Our recent webinar, “Making the Business Case for Food Waste Prevention,” now available on demand, lays out the triple-bottom-line argument for implementing a food waste prevention system. It frames the business case in addressing the key stakeholder groups most likely to be involved in making the decision: the culinary, finance, operations and sustainability teams.

Watch the 45-minute webinar here and keep reading for some key takeaways.

The problem statement

The problem statement in a business case outlines the reason the organization should care about the issue, and in the case of food waste the problem statement is that the typical kitchen is wasting between 4% and 10% of the food it purchases.

To put that in round numbers: a kitchen with a $1 million USD in annual food purchases is wasting $40k to $100k of that food (and that doesn’t even factor in plate waste). Add the cost of labor wasted preparing that food and the costs nearly double.

There is a cost to brand equity as well. Consumers are more aware than ever of the environmental cost of food waste and the fact that one-third of the world’s food production is wasted while 800 million people go hungry. Recent research shows that 61% of consumers say they expect food companies to address food waste.

The preferred solution

After laying out the problem statement, the business case needs to make the argument for a solution to that problem, with research backing up the decision. In the case of food waste, the preferred solution is prevention.

And we’re not just saying that because prevention is where Leanpath focuses. Stopping food waste from being created to begin with, sometimes referred to as "source reduction," is recognized as the top priority by the U.S. EPA, WRAP in the UK and others. 

But how do you actually prevent food waste? Again, there is guidance, outlined below, from the UN-affiliated group Champion’s 12.3: organizations set a target to reduce food waste, measure their waste to understand what is being wasted and why, and act on insights from that data to keep food waste from reoccurring.

Record set:

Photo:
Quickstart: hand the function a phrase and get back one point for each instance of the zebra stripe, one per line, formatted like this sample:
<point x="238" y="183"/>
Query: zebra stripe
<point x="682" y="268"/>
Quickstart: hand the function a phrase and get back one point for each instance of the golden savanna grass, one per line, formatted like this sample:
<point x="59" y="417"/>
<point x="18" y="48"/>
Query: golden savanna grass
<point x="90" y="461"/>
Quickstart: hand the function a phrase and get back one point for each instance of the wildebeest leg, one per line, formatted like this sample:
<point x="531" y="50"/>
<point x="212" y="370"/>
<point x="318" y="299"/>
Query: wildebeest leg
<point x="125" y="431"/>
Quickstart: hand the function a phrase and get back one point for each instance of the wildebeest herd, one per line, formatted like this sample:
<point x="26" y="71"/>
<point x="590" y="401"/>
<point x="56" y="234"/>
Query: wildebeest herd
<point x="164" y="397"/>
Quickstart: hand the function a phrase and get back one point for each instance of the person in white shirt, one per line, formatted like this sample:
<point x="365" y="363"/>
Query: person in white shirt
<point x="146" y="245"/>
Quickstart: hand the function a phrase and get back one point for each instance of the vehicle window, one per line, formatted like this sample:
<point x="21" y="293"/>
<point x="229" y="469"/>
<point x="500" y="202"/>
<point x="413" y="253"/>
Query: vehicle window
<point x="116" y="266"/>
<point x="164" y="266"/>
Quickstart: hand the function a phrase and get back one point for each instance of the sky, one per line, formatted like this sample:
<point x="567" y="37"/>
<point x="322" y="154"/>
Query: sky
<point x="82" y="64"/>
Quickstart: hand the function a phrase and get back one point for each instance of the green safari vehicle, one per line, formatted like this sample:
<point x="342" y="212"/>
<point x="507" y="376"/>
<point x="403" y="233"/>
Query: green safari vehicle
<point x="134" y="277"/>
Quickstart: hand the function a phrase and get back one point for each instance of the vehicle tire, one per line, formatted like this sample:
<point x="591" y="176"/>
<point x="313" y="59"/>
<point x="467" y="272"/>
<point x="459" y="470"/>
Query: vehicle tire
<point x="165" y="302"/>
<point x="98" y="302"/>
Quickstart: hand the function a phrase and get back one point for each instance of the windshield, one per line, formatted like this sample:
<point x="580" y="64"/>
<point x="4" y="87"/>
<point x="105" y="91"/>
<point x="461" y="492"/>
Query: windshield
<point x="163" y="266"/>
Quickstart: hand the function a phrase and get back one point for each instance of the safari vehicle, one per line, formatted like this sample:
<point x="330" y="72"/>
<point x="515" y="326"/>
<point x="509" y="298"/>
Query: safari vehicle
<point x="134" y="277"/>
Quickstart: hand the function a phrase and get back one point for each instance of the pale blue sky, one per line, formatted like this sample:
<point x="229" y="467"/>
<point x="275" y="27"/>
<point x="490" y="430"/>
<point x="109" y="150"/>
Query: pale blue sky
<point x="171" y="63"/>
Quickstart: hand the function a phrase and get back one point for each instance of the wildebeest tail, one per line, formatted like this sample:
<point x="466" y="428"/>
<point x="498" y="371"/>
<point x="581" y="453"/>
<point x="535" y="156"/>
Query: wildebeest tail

Exercise task A: In the food waste text, what share of its purchased food does the typical kitchen waste?
Exercise task B: Pick out every row that contains the string "safari".
The food waste text and the rows have nothing to do with each other.

Solution A: Between 4% and 10%.

Solution B:
Quickstart: hand the function a phrase and get back one point for each instance of the green safari vehicle, one per line, formatted like this sample:
Query: green safari vehicle
Quickstart: hand the function a phrase and get back one point for each instance of the safari vehicle, one per line, formatted like this sample:
Query: safari vehicle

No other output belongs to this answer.